→ **Task requirements**
Among the records below, find the lines that hold the word "stem" and report how many there are, with no other words.

[Stored data]
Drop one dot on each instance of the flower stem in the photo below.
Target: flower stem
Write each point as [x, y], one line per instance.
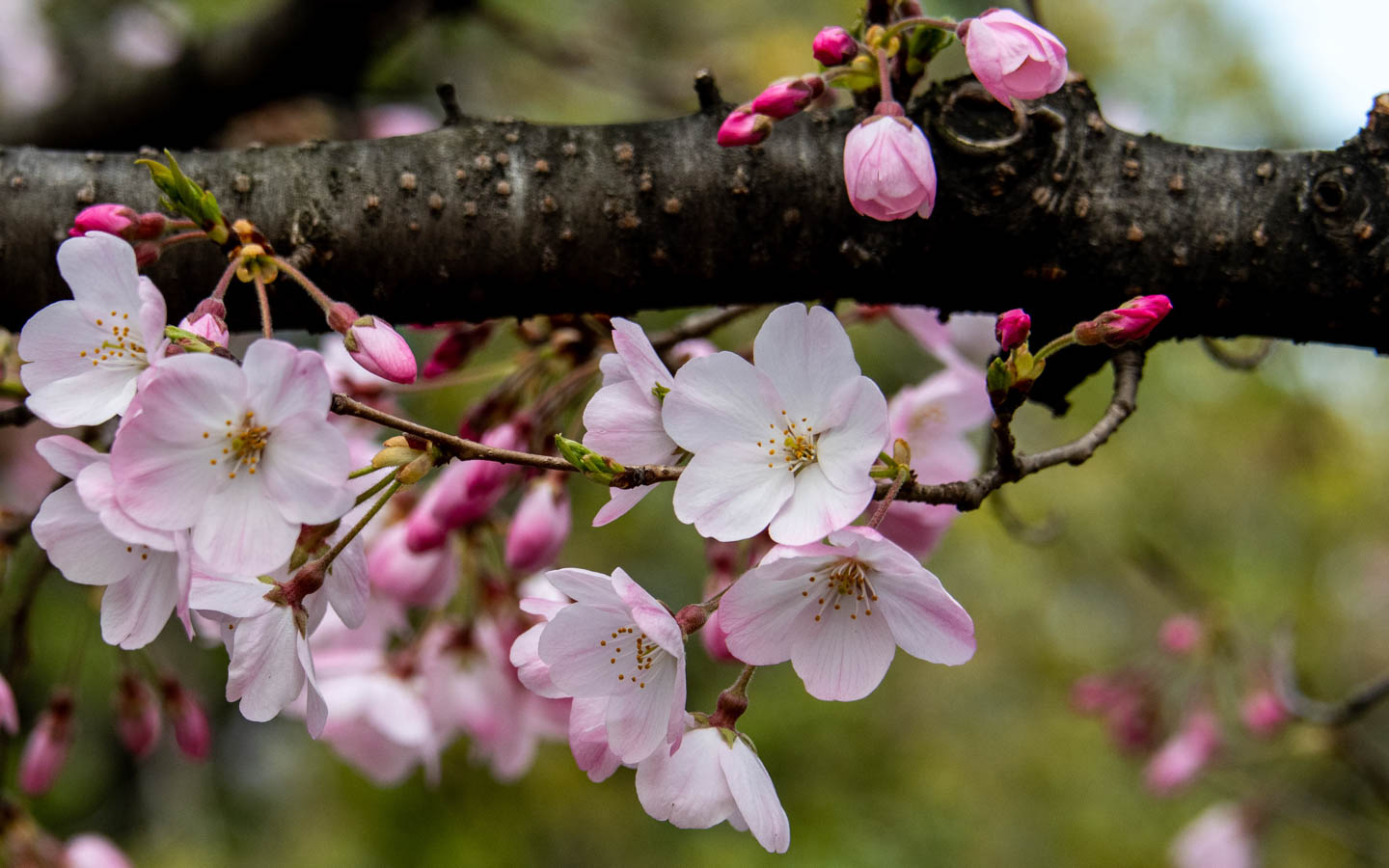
[892, 492]
[299, 277]
[372, 491]
[264, 305]
[346, 538]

→ **Problem solution**
2